• [TASK STATEMENT]
Copy out all lines in the material below that contain the string "broccoli".

• [GIVEN INFORMATION]

——

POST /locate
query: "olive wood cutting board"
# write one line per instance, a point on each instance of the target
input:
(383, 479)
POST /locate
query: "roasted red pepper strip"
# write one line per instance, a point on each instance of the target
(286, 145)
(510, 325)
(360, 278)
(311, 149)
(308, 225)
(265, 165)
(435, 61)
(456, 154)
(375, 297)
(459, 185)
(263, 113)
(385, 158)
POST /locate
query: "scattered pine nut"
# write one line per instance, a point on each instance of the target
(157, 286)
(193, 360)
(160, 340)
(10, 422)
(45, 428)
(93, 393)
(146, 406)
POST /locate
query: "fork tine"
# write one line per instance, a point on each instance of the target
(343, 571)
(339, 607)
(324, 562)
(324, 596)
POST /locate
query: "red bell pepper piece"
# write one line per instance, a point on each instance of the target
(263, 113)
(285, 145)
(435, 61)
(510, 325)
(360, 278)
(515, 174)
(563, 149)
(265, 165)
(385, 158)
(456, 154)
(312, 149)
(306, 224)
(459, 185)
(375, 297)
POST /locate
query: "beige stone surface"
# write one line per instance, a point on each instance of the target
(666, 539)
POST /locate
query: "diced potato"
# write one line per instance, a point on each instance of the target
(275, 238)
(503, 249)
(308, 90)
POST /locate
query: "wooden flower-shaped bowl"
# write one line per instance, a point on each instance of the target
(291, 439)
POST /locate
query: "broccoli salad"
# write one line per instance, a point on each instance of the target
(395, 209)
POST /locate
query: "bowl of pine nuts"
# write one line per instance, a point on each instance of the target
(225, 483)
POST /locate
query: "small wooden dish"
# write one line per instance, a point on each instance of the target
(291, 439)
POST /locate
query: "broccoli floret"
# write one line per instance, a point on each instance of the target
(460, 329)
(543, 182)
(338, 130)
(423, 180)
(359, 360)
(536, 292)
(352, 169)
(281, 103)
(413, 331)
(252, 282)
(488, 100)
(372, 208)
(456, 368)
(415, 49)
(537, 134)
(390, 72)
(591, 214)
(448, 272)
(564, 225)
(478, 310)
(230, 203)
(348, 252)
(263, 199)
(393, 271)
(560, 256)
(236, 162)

——

• [ANSWER AREA]
query: "broccoli salad"
query: "broccoli floret"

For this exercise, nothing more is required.